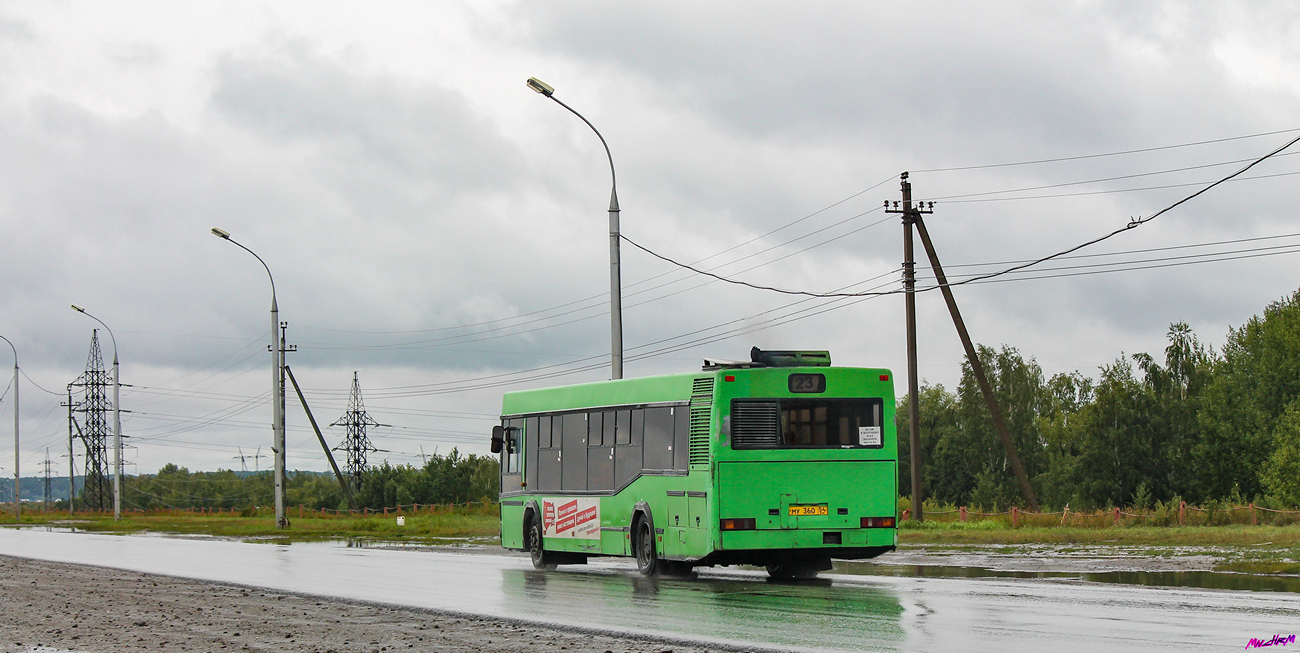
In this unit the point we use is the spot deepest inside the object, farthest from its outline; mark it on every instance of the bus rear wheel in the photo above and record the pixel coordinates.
(542, 558)
(648, 559)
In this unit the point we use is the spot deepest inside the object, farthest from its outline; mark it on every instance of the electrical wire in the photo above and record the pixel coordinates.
(1112, 154)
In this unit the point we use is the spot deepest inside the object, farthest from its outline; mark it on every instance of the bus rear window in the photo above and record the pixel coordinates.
(807, 423)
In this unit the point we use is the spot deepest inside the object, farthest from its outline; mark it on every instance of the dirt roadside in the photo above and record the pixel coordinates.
(53, 606)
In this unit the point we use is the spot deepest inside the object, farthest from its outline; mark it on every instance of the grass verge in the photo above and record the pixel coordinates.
(980, 532)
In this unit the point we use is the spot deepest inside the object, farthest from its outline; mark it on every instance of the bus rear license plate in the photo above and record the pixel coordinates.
(807, 510)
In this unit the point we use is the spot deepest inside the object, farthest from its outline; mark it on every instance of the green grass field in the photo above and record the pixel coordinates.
(477, 522)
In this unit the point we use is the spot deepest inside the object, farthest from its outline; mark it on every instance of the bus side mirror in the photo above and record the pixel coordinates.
(498, 439)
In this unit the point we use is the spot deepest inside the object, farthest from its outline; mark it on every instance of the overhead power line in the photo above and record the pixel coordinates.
(1132, 224)
(1122, 152)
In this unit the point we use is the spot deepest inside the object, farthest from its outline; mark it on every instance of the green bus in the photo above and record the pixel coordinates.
(783, 462)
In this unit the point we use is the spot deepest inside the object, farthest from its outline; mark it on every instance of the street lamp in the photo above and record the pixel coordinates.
(117, 420)
(17, 481)
(615, 285)
(277, 386)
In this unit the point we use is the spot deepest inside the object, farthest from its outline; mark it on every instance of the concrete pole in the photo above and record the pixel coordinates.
(615, 282)
(277, 386)
(615, 286)
(17, 478)
(909, 281)
(278, 379)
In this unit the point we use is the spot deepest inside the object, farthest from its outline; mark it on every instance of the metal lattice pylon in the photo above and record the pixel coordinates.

.....

■ **Aim**
Give every line of the material above as a Markdown table with the columns Row and Line, starting at the line that contains "the green bus" and continuing through the end of the material. Include both ends, number the rows, and leave out blank lines.

■ **Final result**
| Row | Line |
|---|---|
| 1 | In this unit the point we use is the spot deepest inside the object, farthest from its outline; mark it on every instance of the green bus in the photo above and record the pixel coordinates. |
| 2 | (783, 462) |
| 3 | In this unit the point we use is the spot deepest inside the object, farthest from its outline; mark it on every instance of the street lamp in the photo above and record the pixel coordinates. |
| 4 | (117, 420) |
| 5 | (17, 481) |
| 6 | (615, 285) |
| 7 | (277, 386) |
| 8 | In this unit the point we use is the spot deepest inside the object, farthest from its outline; mark it on every instance of the concrete pole in the photo above and record the pixel coordinates. |
| 9 | (615, 282) |
| 10 | (277, 386) |
| 11 | (615, 286) |
| 12 | (17, 478) |
| 13 | (909, 281) |
| 14 | (278, 379) |
| 15 | In this unit the point we use is the spot deepest inside the object, farthest from its outline; mark it on every instance of the metal lattice pylon in the photo above and record the pixel coordinates. |